図2】同上、工程の情報の入力画面の一例である。
図3】同上、作業計画表の表示画面の一例である。
【発明を実施するための形態】
【0010】
以下、本発明の農業用の工程管理システムについて、添付した図面に基づき説明する。なお、本発明は以下の実施例に限定されるものではなく、種々の変形実施が可能である。
【0011】
処理手順を示す図1において、10は作物の生育の工程の情報であり、工程の情報10は、工程管理システムの使用者によって、工程入力手段(図示せず)によりデータベース20に入力される。なお、工程の情報10には、圃場情報、作物情報、人員情報、機械情報、資材情報、それぞれの工程の日数が含まれる。
【0012】
図2に工程の情報10の入力画面を示す。工程管理システムの使用者は、工程の情報10として、はじめに、作物名、品種名、育成手順名(工程ライン名)、圃場番号を入力し、つぎに、各工程名を入力する。ここで、作業工程だけでなく、発芽、開花など、作業や生育のポイントとなるものは工程としてとらえる。そして、播種から収穫開始日までの作業の基準となるすべての工程の工程名と、それぞれのリードタイム(日数)を設定して入力する。なお、路地の播種は、気温や降水量などの天候の条件によって変わってくるため、平均的なリードタイム(日数)としておく。最後に、作業に使用する肥料、農薬、資材の情報を入力する。
【0013】
工程の情報10の入力が完了すると、データベース20に格納された工程の情報10に基いて、作業計画表出力手段(図示せず)により作業計画表30が出力される。
【0014】
図3に作業計画表出力手段により出力された作業計画表30の表示画面を示す。作業計画表30に表示された作業をクリックすると、その作業に必要な肥料、農薬、資材の情報が表示される。
【0015】
工程管理システムの使用者は、作業計画表30に表示された計画日に従って農作業を行い、圃場における作物の生育状態を確認する。圃場における作物の生育状態の情報は、工程管理システムの使用者によって、生育状態入力手段(図示せず)によりデータベース20に入力される。
【0016】
判定手段(図示せず)は、作業計画表出力手段により出力された作業計画表30と生育状態入力手段により入力された生育状態の情報とを比較して、作業計画表通りの生育状態であるかどうかを判定40する。

[名前付き物体の指し示しエントリ]
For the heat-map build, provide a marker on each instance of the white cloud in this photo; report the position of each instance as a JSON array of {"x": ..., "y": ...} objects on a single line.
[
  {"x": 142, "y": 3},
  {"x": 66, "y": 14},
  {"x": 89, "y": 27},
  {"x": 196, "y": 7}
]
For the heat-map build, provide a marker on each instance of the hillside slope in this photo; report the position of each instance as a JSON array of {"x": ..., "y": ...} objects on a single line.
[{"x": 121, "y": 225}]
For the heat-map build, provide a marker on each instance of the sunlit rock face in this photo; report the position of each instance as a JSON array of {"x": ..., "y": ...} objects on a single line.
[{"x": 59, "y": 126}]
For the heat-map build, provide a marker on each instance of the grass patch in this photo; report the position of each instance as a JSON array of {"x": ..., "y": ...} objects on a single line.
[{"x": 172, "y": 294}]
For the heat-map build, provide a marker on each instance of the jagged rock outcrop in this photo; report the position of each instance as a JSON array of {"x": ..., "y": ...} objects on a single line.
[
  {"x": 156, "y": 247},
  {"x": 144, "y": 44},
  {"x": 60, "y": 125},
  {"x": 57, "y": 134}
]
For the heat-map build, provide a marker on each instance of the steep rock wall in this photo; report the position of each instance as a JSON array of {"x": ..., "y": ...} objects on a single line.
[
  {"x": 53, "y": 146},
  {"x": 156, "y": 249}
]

(課題):
a) 農業用の工程管理システムに関する本文抜粋では、工程の情報10に何が含まれるとされていますか？
b) 名前付き物体の指し示しエントリを、最初の行から最後の行まで一字も変えずに引用してください。

(解答一覧):
a) 圃場情報、作物情報、人員情報、機械情報、資材情報、それぞれの工程の日数です。

b)
For the heat-map build, provide a marker on each instance of the white cloud in this photo; report the position of each instance as a JSON array of {"x": ..., "y": ...} objects on a single line.
[
  {"x": 142, "y": 3},
  {"x": 66, "y": 14},
  {"x": 89, "y": 27},
  {"x": 196, "y": 7}
]
For the heat-map build, provide a marker on each instance of the hillside slope in this photo; report the position of each instance as a JSON array of {"x": ..., "y": ...} objects on a single line.
[{"x": 121, "y": 225}]
For the heat-map build, provide a marker on each instance of the sunlit rock face in this photo; report the position of each instance as a JSON array of {"x": ..., "y": ...} objects on a single line.
[{"x": 59, "y": 126}]
For the heat-map build, provide a marker on each instance of the grass patch in this photo; report the position of each instance as a JSON array of {"x": ..., "y": ...} objects on a single line.
[{"x": 172, "y": 294}]
For the heat-map build, provide a marker on each instance of the jagged rock outcrop in this photo; report the position of each instance as a JSON array of {"x": ..., "y": ...} objects on a single line.
[
  {"x": 156, "y": 247},
  {"x": 144, "y": 44},
  {"x": 60, "y": 125},
  {"x": 57, "y": 134}
]
For the heat-map build, provide a marker on each instance of the steep rock wall in this photo; report the position of each instance as a JSON array of {"x": ..., "y": ...} objects on a single line.
[
  {"x": 53, "y": 146},
  {"x": 156, "y": 249}
]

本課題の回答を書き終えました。